*Work item*:
Every record should be written out exactly, please.
----------
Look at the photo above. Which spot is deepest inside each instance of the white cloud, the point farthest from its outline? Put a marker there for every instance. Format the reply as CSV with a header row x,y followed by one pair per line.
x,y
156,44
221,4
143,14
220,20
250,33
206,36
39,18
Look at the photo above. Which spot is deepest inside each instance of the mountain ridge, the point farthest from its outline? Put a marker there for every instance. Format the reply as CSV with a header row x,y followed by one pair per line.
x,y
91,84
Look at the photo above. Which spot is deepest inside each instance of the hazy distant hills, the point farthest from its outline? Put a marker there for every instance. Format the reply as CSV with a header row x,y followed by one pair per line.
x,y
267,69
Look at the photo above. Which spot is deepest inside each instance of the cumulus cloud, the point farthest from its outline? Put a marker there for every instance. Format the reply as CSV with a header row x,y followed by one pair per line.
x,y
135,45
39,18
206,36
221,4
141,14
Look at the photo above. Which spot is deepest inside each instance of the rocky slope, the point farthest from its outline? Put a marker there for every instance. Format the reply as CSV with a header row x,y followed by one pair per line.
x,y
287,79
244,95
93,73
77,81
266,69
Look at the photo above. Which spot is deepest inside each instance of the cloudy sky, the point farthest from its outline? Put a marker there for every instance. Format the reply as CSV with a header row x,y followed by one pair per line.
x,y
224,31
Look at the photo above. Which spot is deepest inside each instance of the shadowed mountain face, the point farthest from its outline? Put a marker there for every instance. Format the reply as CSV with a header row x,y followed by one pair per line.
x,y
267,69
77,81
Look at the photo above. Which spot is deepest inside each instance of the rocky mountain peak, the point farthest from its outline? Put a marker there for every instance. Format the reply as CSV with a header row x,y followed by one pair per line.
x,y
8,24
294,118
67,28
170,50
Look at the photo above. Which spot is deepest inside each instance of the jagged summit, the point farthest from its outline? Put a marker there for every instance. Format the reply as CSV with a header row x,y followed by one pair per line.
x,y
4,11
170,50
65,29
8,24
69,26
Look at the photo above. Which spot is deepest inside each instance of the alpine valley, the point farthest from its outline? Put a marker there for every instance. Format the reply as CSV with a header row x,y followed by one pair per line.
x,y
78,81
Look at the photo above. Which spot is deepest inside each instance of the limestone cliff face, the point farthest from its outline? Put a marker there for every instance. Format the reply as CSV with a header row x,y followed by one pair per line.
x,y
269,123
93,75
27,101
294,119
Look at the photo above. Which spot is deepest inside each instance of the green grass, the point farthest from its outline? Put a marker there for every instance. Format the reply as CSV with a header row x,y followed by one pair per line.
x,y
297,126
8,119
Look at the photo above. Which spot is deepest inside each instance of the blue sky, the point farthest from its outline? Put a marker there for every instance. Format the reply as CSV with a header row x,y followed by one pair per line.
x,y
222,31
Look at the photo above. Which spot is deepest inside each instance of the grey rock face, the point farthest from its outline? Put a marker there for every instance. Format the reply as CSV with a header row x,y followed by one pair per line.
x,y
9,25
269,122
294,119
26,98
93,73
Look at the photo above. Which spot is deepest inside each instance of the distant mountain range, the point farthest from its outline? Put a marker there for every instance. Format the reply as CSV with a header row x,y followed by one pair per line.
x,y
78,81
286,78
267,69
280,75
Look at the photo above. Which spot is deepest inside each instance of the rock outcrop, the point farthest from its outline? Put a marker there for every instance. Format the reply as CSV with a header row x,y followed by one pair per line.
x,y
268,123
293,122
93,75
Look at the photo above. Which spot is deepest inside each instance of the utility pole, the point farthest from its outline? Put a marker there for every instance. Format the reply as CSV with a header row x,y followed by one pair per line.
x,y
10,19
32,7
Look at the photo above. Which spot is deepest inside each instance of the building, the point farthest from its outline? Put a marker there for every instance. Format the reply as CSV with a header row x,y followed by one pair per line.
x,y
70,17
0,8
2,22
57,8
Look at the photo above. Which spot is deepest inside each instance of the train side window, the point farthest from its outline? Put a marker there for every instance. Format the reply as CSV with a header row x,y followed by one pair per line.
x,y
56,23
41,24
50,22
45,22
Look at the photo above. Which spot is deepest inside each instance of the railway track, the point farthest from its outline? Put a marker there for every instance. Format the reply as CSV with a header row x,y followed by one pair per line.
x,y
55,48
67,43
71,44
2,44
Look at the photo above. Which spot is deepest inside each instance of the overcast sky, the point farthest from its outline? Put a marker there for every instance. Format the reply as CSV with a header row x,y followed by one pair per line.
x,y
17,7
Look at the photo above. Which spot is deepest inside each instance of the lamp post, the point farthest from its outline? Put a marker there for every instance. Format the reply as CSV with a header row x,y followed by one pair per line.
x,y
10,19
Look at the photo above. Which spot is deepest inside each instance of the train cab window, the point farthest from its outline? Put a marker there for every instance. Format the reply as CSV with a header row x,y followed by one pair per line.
----------
*Solution below*:
Look at the photo above. Which spot is deepest inside each instance of the white cloud, the point farthest from its outline? Put a marker there for every instance. Format the reply as CSV with a header row x,y followed by one pair per line.
x,y
156,44
221,4
143,14
220,20
250,33
206,36
39,18
Look at the photo above. Which spot is deepest inside each instance of the mountain ridge, the point farthest from its outline? Put a marker there for every instance. Format the reply as CSV with a header row x,y followed by one pair per line.
x,y
91,84
Look at the photo above. Which spot is deepest inside each instance of the hazy distant hills, the point farthest from its outline? Put a marker there for every instance. Format the reply as CSV with a header row x,y followed by one pair per line.
x,y
267,69
Look at the photo above. Which spot is deepest inside each instance of the cumulus cloud, the point farthest from its outline? Put a marker there for every instance. Format the reply as CSV with a header row x,y followed by one pair per line.
x,y
135,45
39,18
206,36
221,4
141,14
Look at the photo above. Which spot is deepest inside each instance of the rocky slope, the point farthest from its outline? Put a marker there for every instance. Format the reply as CSV with a header row x,y followed by one pair per line.
x,y
287,79
244,95
93,73
77,81
266,69
Look at the photo above. Which spot is deepest inside each instance of the cloudy sky, the point farthest from its outline? Put a marker there for every instance. Format the reply as CSV with a header row x,y followed by one pair per line.
x,y
224,31
Look at the photo above. Which spot is deepest inside each instance of the shadowed mountain face, the point farthest from its outline? Put a marker there for every instance. Format the reply as CSV with a header row x,y followed by one pair per line.
x,y
267,69
77,81
Look at the photo above. Which spot is deepest inside each instance of the rocky mountain peak, the point farthest from its outline? Put a marker there for every instance. Format the reply as CSV with a header row x,y followed by one pair per line.
x,y
8,24
294,118
67,28
170,50
Look at the photo above. Which spot is deepest inside each instance of the jagged summit, the point farthest from its outline? Put a marker there for every instance. Format the reply as CSV with a header row x,y followed by one pair per line.
x,y
4,11
170,50
65,29
8,24
69,26
Look at the photo above. Which spot is deepest inside each instance of the alpine valley, the point farthest from its outline? Put a marker there for every instance. Format the reply as CSV with a header row x,y followed by one pair per line.
x,y
78,81
Look at the photo above. Which spot is deepest inside each instance of the limestone cliff face, the point farthest from its outline? Put a marker there for every instance. Format the reply as CSV with a header row x,y followed by one pair per line.
x,y
269,123
93,75
27,101
294,119
Look at the photo above. Which spot is deepest inside each instance of the green grass, the point farthest from its outline? Put a marker there for every instance. Format the reply as CSV with a header row x,y followed by one pair per line.
x,y
297,126
8,119
Look at the photo above. Which spot is deepest inside each instance of the blue sky, the point farthest from its outline? Put a marker there for every instance. Format the reply as CSV with a header row x,y followed by one pair per line.
x,y
222,31
Look at the photo above. Which spot is deepest inside each instance of the grey rock face, the point farthest from its outline? Put a marker there for every instance. Format the reply as CSV with a header row x,y followed by one pair per line.
x,y
9,25
269,122
294,119
26,98
93,73
Look at the photo above. Which spot is deepest inside each instance of the distant mountain range, the point farthest from its outline? Put a marker there for every instance. Format the reply as CSV with a header row x,y followed by one pair per line.
x,y
78,81
286,78
267,69
280,75
Look at the photo above. Which spot is deepest inside each instance of the rock outcrop, the point farthest from its outline? Put a marker there for every instance. Format the reply as CSV with a header row x,y followed by one pair per line.
x,y
268,123
293,122
93,75
Look at the photo above. Which spot is deepest inside each instance of the utility pole, the point farthest from its outline? Put a marker there for every instance. Format the reply as CSV with a header row x,y followed by one pair per line.
x,y
10,19
32,7
Look at the photo above. Which spot is deepest inside each instance of the building, the point farthest from its outline? Put a marker there for every instance. Format the reply as CSV with a header row x,y followed by one pair per line.
x,y
70,17
0,8
2,22
57,8
Look at the photo above. Which spot is deepest inside each instance of the train side window, the point farthest from its outline? Put a marker there for every instance. Format the reply as CSV with a header row x,y followed by one pair per line.
x,y
56,23
41,24
50,22
45,22
Look at the photo above. Which spot is deepest inside each instance of the railway track, the point farthest from its outline? Put a marker there for every instance. Format the reply as CSV with a header row x,y followed by one pair per line.
x,y
55,48
67,43
71,44
2,44
Look at the photo above. Which spot is deepest inside each instance of the overcast sky, the point farthest from its outline? Put a marker there for every instance. Format the reply as CSV with a header row x,y followed by one pair per line.
x,y
17,7
Look at the photo above. Which spot is deepest inside each instance of the lamp post, the point farthest from its outline? Put a marker there for every instance. Format the reply as CSV with a header row x,y followed by one pair per line.
x,y
10,19
Look at the photo above. Which spot is deepest inside each instance of the train cab window, the point farthest from its outline? Put a marker there for every instance. Format the reply as CSV with a header row x,y followed by one pair per line.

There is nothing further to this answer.